**WHAT THE EXERCISE ASKS:** Copy exactly the lines from the "Would you kindly pick out the small" line to the end, both included, and nothing else.

-- -- --

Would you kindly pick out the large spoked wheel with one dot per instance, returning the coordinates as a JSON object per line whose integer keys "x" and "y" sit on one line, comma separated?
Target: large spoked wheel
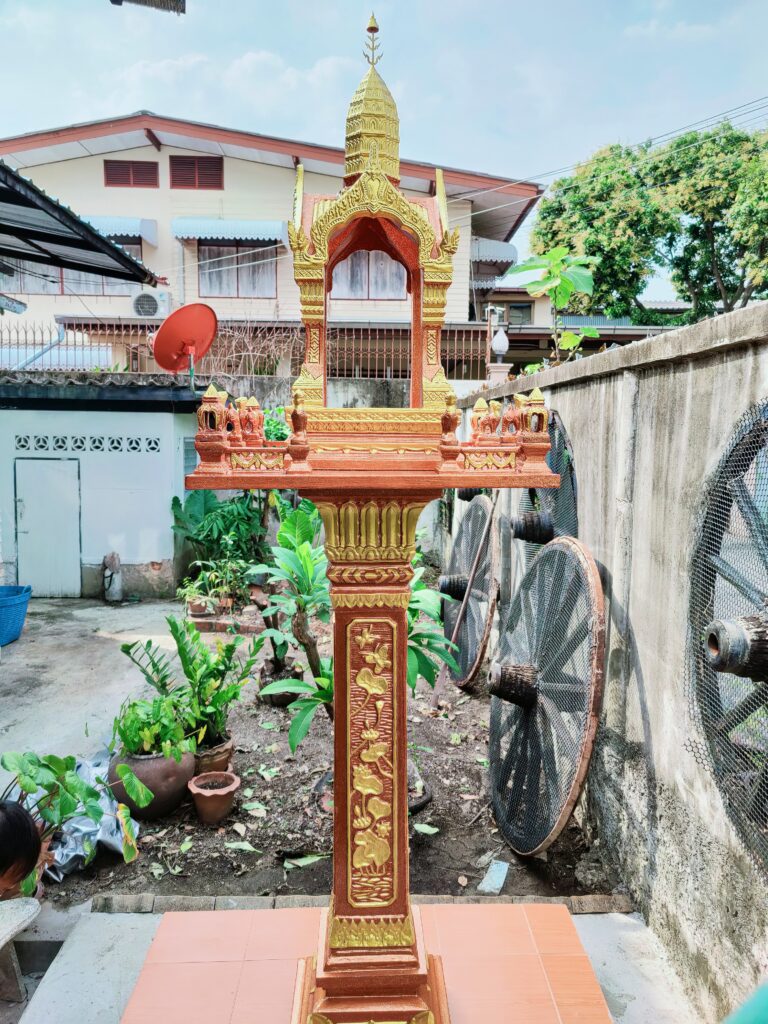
{"x": 728, "y": 630}
{"x": 546, "y": 684}
{"x": 474, "y": 557}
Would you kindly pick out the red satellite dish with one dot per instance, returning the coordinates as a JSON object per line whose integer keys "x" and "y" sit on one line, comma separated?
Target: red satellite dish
{"x": 184, "y": 337}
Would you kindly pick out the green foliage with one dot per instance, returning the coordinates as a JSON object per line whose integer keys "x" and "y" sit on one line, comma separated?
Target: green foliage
{"x": 563, "y": 276}
{"x": 275, "y": 427}
{"x": 694, "y": 207}
{"x": 230, "y": 529}
{"x": 427, "y": 646}
{"x": 427, "y": 649}
{"x": 213, "y": 680}
{"x": 163, "y": 725}
{"x": 302, "y": 570}
{"x": 53, "y": 793}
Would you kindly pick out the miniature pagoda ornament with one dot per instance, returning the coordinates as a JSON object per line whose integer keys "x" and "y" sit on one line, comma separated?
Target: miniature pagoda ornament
{"x": 372, "y": 472}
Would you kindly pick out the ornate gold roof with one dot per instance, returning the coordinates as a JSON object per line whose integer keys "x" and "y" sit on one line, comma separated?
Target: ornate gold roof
{"x": 372, "y": 119}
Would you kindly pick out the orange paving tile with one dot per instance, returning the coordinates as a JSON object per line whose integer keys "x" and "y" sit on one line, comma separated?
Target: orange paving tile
{"x": 502, "y": 963}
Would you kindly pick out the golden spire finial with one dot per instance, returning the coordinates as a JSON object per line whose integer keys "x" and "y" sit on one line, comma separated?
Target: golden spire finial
{"x": 373, "y": 56}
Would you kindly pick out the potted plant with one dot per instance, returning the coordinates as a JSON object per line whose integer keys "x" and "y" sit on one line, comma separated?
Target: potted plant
{"x": 198, "y": 601}
{"x": 214, "y": 678}
{"x": 213, "y": 793}
{"x": 53, "y": 793}
{"x": 156, "y": 742}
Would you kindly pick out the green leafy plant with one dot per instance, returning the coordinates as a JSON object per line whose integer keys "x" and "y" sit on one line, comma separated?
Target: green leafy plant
{"x": 197, "y": 592}
{"x": 230, "y": 529}
{"x": 427, "y": 646}
{"x": 275, "y": 428}
{"x": 213, "y": 678}
{"x": 53, "y": 793}
{"x": 304, "y": 593}
{"x": 163, "y": 725}
{"x": 562, "y": 276}
{"x": 427, "y": 649}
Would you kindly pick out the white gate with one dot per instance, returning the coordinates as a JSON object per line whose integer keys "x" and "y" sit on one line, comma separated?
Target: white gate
{"x": 48, "y": 525}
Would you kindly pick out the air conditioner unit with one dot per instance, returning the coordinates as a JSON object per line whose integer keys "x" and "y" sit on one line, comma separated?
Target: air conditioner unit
{"x": 152, "y": 303}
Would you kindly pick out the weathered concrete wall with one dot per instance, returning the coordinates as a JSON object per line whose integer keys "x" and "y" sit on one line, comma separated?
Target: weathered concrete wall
{"x": 647, "y": 425}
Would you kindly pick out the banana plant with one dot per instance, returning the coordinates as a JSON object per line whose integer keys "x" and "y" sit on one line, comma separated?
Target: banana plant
{"x": 53, "y": 793}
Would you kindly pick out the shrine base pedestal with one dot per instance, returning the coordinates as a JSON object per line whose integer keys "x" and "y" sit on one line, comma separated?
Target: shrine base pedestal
{"x": 502, "y": 964}
{"x": 388, "y": 986}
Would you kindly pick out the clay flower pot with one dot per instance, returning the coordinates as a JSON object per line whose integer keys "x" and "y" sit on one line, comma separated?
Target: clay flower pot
{"x": 214, "y": 758}
{"x": 213, "y": 793}
{"x": 164, "y": 776}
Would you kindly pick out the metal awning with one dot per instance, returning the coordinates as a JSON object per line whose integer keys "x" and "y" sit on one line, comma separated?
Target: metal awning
{"x": 126, "y": 227}
{"x": 493, "y": 251}
{"x": 36, "y": 227}
{"x": 230, "y": 230}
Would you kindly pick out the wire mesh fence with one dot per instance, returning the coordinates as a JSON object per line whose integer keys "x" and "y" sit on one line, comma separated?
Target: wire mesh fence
{"x": 728, "y": 585}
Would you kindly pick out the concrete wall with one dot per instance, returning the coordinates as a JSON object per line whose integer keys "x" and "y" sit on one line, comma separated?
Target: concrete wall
{"x": 125, "y": 496}
{"x": 647, "y": 424}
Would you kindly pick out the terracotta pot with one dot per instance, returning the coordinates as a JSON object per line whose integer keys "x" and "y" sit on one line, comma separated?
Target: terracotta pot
{"x": 214, "y": 758}
{"x": 213, "y": 793}
{"x": 163, "y": 775}
{"x": 198, "y": 608}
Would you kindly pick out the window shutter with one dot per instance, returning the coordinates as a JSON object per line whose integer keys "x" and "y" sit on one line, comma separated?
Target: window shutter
{"x": 145, "y": 173}
{"x": 118, "y": 172}
{"x": 183, "y": 172}
{"x": 131, "y": 173}
{"x": 210, "y": 172}
{"x": 197, "y": 172}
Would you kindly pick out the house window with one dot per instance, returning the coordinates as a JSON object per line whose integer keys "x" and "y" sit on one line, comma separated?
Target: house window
{"x": 131, "y": 173}
{"x": 37, "y": 279}
{"x": 245, "y": 270}
{"x": 518, "y": 312}
{"x": 369, "y": 275}
{"x": 197, "y": 172}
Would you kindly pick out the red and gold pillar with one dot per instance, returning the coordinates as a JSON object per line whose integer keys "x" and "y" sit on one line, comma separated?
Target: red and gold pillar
{"x": 371, "y": 964}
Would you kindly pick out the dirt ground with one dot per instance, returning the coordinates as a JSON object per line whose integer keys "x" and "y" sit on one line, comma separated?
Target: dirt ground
{"x": 72, "y": 649}
{"x": 290, "y": 818}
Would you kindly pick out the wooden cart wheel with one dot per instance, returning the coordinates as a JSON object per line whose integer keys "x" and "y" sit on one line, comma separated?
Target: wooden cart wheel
{"x": 474, "y": 556}
{"x": 546, "y": 684}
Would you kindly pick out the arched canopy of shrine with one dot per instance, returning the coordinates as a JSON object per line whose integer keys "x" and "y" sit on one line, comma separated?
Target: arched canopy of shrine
{"x": 371, "y": 212}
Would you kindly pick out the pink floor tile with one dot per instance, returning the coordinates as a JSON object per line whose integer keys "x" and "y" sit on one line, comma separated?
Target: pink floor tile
{"x": 202, "y": 937}
{"x": 183, "y": 993}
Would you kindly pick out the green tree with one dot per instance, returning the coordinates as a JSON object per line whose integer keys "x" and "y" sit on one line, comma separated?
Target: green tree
{"x": 562, "y": 278}
{"x": 689, "y": 207}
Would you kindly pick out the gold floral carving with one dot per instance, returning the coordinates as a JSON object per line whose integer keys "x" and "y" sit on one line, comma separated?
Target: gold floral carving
{"x": 312, "y": 342}
{"x": 374, "y": 421}
{"x": 372, "y": 119}
{"x": 384, "y": 574}
{"x": 370, "y": 530}
{"x": 389, "y": 450}
{"x": 257, "y": 460}
{"x": 347, "y": 933}
{"x": 489, "y": 460}
{"x": 434, "y": 390}
{"x": 372, "y": 194}
{"x": 310, "y": 386}
{"x": 371, "y": 753}
{"x": 425, "y": 1017}
{"x": 371, "y": 600}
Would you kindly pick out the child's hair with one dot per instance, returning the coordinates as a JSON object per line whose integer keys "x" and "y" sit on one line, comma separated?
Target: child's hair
{"x": 19, "y": 840}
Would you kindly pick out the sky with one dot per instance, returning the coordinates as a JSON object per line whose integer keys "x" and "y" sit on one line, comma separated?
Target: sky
{"x": 507, "y": 88}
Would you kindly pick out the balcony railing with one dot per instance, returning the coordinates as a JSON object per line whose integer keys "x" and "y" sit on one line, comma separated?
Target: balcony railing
{"x": 240, "y": 349}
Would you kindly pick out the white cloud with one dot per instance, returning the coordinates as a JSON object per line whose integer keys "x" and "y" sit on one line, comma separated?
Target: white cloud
{"x": 258, "y": 88}
{"x": 680, "y": 32}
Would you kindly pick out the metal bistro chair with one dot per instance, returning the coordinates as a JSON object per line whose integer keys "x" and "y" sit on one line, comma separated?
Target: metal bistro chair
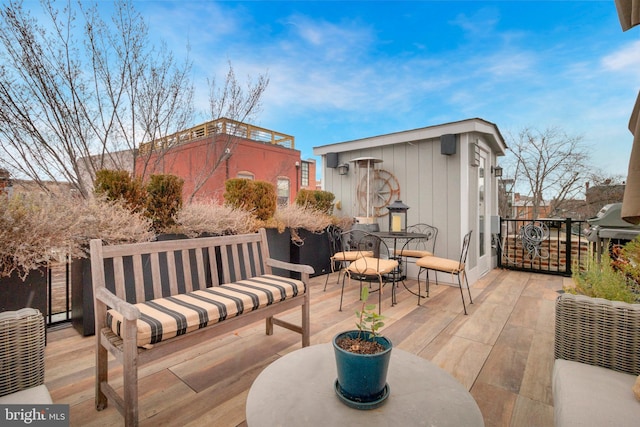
{"x": 378, "y": 267}
{"x": 418, "y": 247}
{"x": 343, "y": 249}
{"x": 22, "y": 341}
{"x": 454, "y": 267}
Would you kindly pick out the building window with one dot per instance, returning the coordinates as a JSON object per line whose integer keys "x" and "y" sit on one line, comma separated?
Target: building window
{"x": 246, "y": 175}
{"x": 304, "y": 174}
{"x": 284, "y": 187}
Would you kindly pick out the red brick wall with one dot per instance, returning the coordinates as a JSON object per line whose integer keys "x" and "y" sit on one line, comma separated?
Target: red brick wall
{"x": 267, "y": 162}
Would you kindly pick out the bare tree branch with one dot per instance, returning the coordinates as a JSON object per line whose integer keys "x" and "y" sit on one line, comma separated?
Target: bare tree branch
{"x": 549, "y": 164}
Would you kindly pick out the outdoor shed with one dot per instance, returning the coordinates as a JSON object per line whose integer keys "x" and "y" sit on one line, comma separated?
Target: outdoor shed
{"x": 447, "y": 174}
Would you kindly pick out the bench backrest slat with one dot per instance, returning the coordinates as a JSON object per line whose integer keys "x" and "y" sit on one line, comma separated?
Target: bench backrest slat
{"x": 138, "y": 276}
{"x": 143, "y": 271}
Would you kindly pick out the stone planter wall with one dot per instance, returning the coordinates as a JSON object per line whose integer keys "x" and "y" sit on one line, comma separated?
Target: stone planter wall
{"x": 32, "y": 292}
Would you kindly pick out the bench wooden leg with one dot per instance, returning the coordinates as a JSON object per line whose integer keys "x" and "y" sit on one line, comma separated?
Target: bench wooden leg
{"x": 130, "y": 374}
{"x": 102, "y": 365}
{"x": 269, "y": 325}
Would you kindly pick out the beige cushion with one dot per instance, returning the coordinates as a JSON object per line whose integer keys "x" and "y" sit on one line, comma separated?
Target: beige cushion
{"x": 586, "y": 395}
{"x": 350, "y": 255}
{"x": 372, "y": 266}
{"x": 38, "y": 395}
{"x": 440, "y": 264}
{"x": 412, "y": 253}
{"x": 165, "y": 318}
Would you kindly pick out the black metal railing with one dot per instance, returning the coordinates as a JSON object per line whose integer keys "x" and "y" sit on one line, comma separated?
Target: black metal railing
{"x": 553, "y": 246}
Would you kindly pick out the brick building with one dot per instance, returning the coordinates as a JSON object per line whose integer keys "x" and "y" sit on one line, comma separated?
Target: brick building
{"x": 207, "y": 155}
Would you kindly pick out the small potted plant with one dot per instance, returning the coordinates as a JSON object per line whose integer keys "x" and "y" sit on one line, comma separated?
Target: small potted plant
{"x": 362, "y": 360}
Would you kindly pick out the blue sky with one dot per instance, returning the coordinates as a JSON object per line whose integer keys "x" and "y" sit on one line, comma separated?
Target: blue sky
{"x": 343, "y": 70}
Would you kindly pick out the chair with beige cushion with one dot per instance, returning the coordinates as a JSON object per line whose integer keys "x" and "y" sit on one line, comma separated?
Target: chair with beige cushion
{"x": 445, "y": 265}
{"x": 22, "y": 340}
{"x": 373, "y": 265}
{"x": 343, "y": 250}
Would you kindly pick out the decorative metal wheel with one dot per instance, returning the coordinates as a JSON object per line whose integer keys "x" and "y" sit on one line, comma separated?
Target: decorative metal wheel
{"x": 383, "y": 188}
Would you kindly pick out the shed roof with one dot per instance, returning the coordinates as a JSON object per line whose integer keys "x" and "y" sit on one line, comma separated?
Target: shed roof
{"x": 488, "y": 129}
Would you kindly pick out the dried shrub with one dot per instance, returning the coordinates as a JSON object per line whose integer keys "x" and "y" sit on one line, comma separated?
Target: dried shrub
{"x": 111, "y": 221}
{"x": 36, "y": 229}
{"x": 164, "y": 200}
{"x": 30, "y": 227}
{"x": 316, "y": 199}
{"x": 208, "y": 217}
{"x": 119, "y": 185}
{"x": 258, "y": 197}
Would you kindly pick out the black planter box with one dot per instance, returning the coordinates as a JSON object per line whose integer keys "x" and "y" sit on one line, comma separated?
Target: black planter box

-- -- --

**OUTPUT BELOW:**
Would you kindly pick out the small potted plant with one dot per instance, returning the coordinates as a JSON object per line whose integer keys "x" and "y" sit on one line, comma separated?
Target: small potted plant
{"x": 362, "y": 360}
Would you kindly pick out the blue sky with one dot per instance, returning the coordinates as a JSON object per line whose integer keys "x" and "y" sit on one line, comma separated?
Target: blue sky
{"x": 343, "y": 70}
Would you kindly pick out the chair with beige cushion with one dot per instance, returning the coordinates as a JSON object per line whose integer keys "x" and "y" sit on one line, comma separated?
Target: chair with beige cushion
{"x": 445, "y": 265}
{"x": 22, "y": 340}
{"x": 373, "y": 265}
{"x": 343, "y": 250}
Would you kindly pick out the decorative metal wheel with one dot per instance, returning the coordinates as a JSON object per line whose integer keys "x" and "y" sit on one line, comma separated?
Target: decorative metal wheel
{"x": 383, "y": 188}
Would you kindly pick out the shed roof with one dot per instance, returning the coordinates as a JSON object per line whose integer keys "x" and "y" sit on one line, comma separated?
Target: shed roof
{"x": 488, "y": 129}
Would you kindly pick out the dried shrub with one dot per instance, returning the coordinates as a JSON object per line whose integer keys "x" and "y" sit on one line, comma separated?
Target: dried shrub
{"x": 111, "y": 221}
{"x": 36, "y": 229}
{"x": 164, "y": 200}
{"x": 30, "y": 227}
{"x": 316, "y": 199}
{"x": 208, "y": 217}
{"x": 119, "y": 185}
{"x": 258, "y": 197}
Would you kindly pick out the black planter box with one dot per instance, returning the coordinates as a JSON object per line whose integer keys "x" and "y" sit on one line, comma separated?
Target: black planter box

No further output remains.